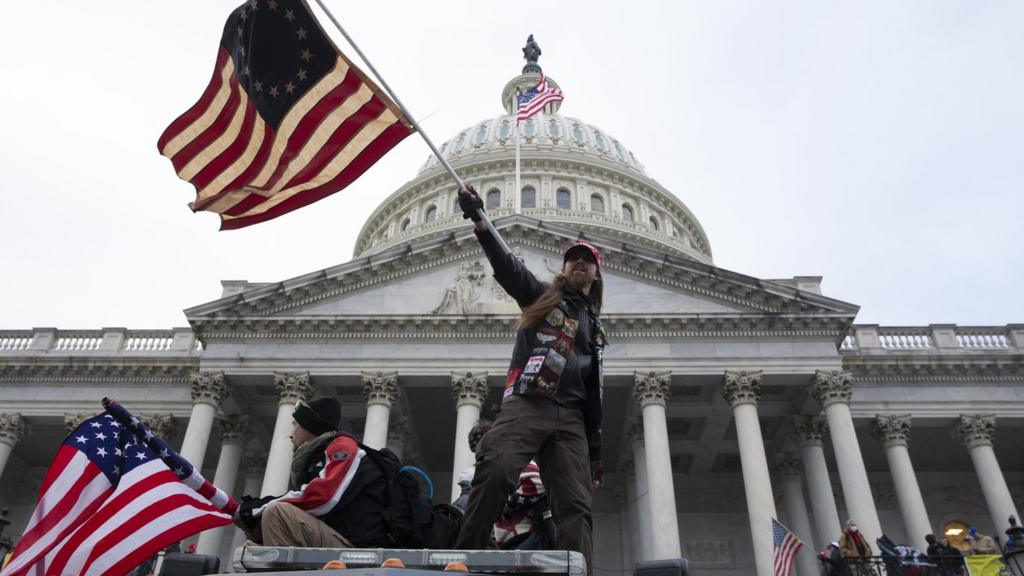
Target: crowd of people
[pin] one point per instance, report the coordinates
(852, 554)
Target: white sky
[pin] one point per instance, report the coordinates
(876, 144)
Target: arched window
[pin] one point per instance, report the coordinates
(554, 128)
(528, 197)
(578, 133)
(494, 198)
(481, 134)
(563, 199)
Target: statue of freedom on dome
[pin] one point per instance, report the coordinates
(531, 51)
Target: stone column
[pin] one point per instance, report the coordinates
(233, 436)
(469, 392)
(810, 433)
(834, 389)
(741, 389)
(381, 391)
(643, 550)
(788, 469)
(651, 393)
(894, 432)
(12, 430)
(976, 432)
(291, 387)
(208, 391)
(254, 466)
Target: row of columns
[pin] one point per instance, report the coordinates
(833, 389)
(652, 490)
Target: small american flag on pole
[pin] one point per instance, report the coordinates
(785, 545)
(286, 120)
(534, 99)
(115, 495)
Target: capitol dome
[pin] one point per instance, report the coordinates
(571, 173)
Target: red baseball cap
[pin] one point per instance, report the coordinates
(584, 245)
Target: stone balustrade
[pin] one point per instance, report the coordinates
(176, 341)
(868, 338)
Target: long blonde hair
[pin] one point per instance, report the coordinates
(542, 305)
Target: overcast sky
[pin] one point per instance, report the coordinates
(876, 144)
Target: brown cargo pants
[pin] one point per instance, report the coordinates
(528, 426)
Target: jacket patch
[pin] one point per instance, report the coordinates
(534, 365)
(556, 317)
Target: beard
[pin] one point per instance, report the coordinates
(579, 280)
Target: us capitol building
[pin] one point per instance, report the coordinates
(728, 399)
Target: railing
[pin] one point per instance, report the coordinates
(111, 341)
(895, 566)
(938, 337)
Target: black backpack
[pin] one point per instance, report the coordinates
(412, 520)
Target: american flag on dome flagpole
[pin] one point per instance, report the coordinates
(115, 495)
(784, 547)
(286, 120)
(526, 105)
(534, 99)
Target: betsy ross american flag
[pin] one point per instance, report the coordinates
(286, 120)
(785, 545)
(534, 99)
(111, 500)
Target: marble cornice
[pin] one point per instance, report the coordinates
(968, 368)
(402, 260)
(487, 326)
(99, 373)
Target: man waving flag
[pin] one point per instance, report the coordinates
(286, 120)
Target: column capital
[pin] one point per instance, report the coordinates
(975, 429)
(163, 424)
(13, 428)
(292, 386)
(380, 387)
(208, 387)
(73, 420)
(892, 430)
(810, 429)
(741, 386)
(469, 387)
(787, 465)
(833, 386)
(233, 428)
(651, 387)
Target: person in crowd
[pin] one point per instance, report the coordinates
(948, 559)
(981, 543)
(525, 523)
(552, 403)
(855, 548)
(334, 490)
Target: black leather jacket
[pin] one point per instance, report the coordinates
(561, 357)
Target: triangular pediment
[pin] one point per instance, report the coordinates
(451, 277)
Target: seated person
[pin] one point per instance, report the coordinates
(335, 492)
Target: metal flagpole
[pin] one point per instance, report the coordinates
(517, 196)
(412, 120)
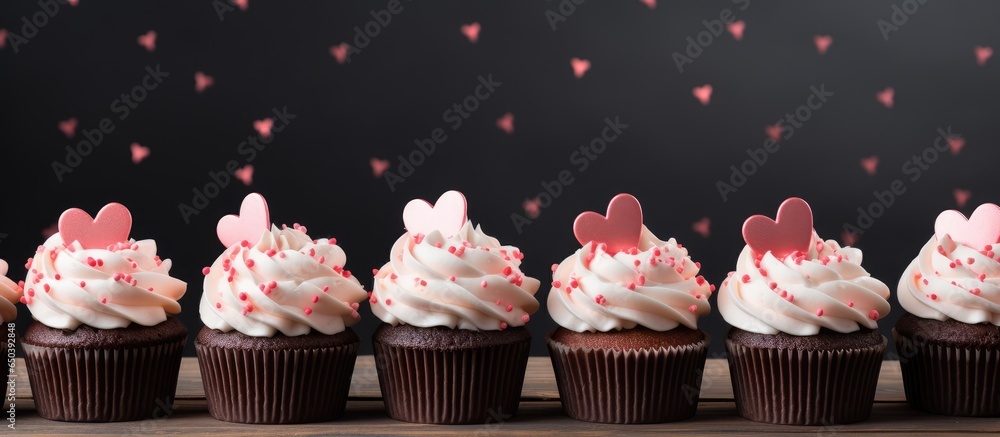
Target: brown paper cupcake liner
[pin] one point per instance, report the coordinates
(102, 385)
(629, 386)
(277, 386)
(804, 387)
(458, 386)
(951, 380)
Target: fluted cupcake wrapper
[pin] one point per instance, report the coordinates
(805, 387)
(277, 386)
(629, 386)
(103, 385)
(949, 380)
(473, 385)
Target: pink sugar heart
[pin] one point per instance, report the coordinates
(619, 230)
(506, 123)
(703, 93)
(822, 43)
(379, 166)
(249, 225)
(148, 40)
(979, 230)
(471, 31)
(447, 215)
(111, 225)
(736, 29)
(870, 164)
(245, 174)
(886, 97)
(791, 231)
(139, 152)
(580, 67)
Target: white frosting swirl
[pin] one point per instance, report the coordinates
(467, 281)
(798, 295)
(952, 281)
(102, 288)
(285, 283)
(655, 285)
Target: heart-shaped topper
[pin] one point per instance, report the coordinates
(620, 230)
(982, 228)
(253, 221)
(447, 215)
(111, 225)
(790, 232)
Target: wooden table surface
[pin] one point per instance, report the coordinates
(540, 412)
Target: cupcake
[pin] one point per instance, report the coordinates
(277, 346)
(804, 348)
(628, 349)
(453, 348)
(949, 339)
(104, 346)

= = =

**DIRECTIVE:**
Print all of the rows above again, character for character, leaving out the pictures.

**THE ANSWER:**
Target: crowd of people
[pin] one point per instance, report the coordinates
(852, 554)
Target: white sky
[pin] one point per instance, report the coordinates
(876, 144)
Target: arched window
[pin] one point per instance, report the coordinates
(554, 128)
(528, 197)
(578, 133)
(494, 198)
(481, 134)
(563, 199)
Target: statue of freedom on dome
[pin] one point per instance, report the coordinates
(531, 51)
Target: stone column
[pin] one point per instance, report the coordinates
(233, 436)
(469, 392)
(810, 433)
(834, 389)
(741, 389)
(381, 391)
(643, 550)
(788, 469)
(651, 393)
(894, 432)
(12, 430)
(976, 432)
(291, 387)
(208, 391)
(254, 466)
Target: row of columns
[pin] one point per instance, report the coordinates
(833, 389)
(652, 490)
Target: small american flag on pole
[pin] one point per instance, report the coordinates
(785, 545)
(286, 120)
(534, 99)
(115, 495)
Target: capitol dome
[pin] one point per instance, report the coordinates
(571, 173)
Target: red baseball cap
[pin] one point per instance, report the coordinates
(584, 245)
Target: stone balustrade
[pin] one point per instance, report the coordinates
(176, 341)
(868, 338)
Target: long blonde hair
[pin] one point per instance, report the coordinates
(542, 305)
Target: overcast sky
[pin] one point per instance, report the coordinates
(876, 144)
Target: brown cargo pants
[pin] one point per instance, report the coordinates
(528, 426)
Target: jacket patch
[pin] one point per instance, report the coordinates
(534, 365)
(556, 317)
Target: beard
[pin] one point per instance, report the coordinates
(579, 280)
Target: us capitol building
[pin] one point per instance, report the coordinates
(728, 399)
Target: railing
[pin] one point per instance, report the coordinates
(111, 341)
(895, 566)
(938, 337)
Target: black backpack
[pin] one point per instance, report the coordinates
(412, 520)
Target: american flag on dome flagpole
[pin] one point per instance, report the coordinates
(115, 495)
(784, 547)
(286, 120)
(526, 105)
(534, 99)
Target: betsy ross american flag
[pin] one point per instance, report the coordinates
(286, 120)
(785, 545)
(534, 99)
(111, 500)
Target: marble cornice
[pin] one point per instance, report the coordinates
(968, 368)
(402, 260)
(487, 326)
(99, 373)
Target: man waving flag
[pin] one point per instance, report the coordinates
(286, 120)
Target: column capital
[pin] one point per instance, report the coordinates
(975, 429)
(163, 424)
(13, 428)
(292, 386)
(380, 387)
(208, 387)
(73, 420)
(892, 430)
(810, 429)
(741, 386)
(469, 387)
(787, 465)
(833, 386)
(233, 428)
(651, 387)
Target: person in crowd
[pin] one point per instance, report the coordinates
(948, 559)
(981, 543)
(525, 523)
(552, 403)
(855, 548)
(334, 490)
Target: black leather jacket
[pin] one point per instance, report the coordinates
(561, 357)
Target: triangular pediment
[pin] one point per instance, report the coordinates
(451, 277)
Target: seated person
[pin] one point per instance, report the coordinates
(335, 492)
Target: metal flagpole
[pin] one point per instance, report the coordinates
(517, 196)
(412, 120)
Target: brown paper cupcake liner
[pin] one point per instance, report the coordinates
(102, 385)
(629, 386)
(277, 386)
(804, 387)
(458, 386)
(951, 380)
Target: fluted cupcake wrapper
[pin] one point per instance, report the coordinates
(805, 387)
(277, 386)
(629, 386)
(103, 385)
(949, 380)
(473, 385)
Target: pink sugar heart
[pin] one point per instance, report the coordinates
(619, 230)
(506, 123)
(703, 93)
(822, 43)
(379, 166)
(249, 225)
(148, 40)
(979, 230)
(471, 31)
(447, 215)
(111, 225)
(736, 29)
(870, 164)
(245, 174)
(886, 97)
(791, 231)
(139, 152)
(580, 67)
Target: white frosting swirl
[pin] one point per instance, report the coordinates
(467, 281)
(798, 295)
(952, 281)
(102, 288)
(285, 283)
(655, 285)
Target: heart-shaped topper
[pin] one point per instance, report the coordinates
(620, 230)
(982, 228)
(253, 221)
(447, 215)
(111, 225)
(790, 232)
Target: wooden table surface
[pin] one point per instance, report the coordinates
(540, 412)
Target: cupcake
[pin] one point per instance, report the coordinates
(277, 346)
(804, 348)
(628, 349)
(453, 348)
(949, 339)
(104, 346)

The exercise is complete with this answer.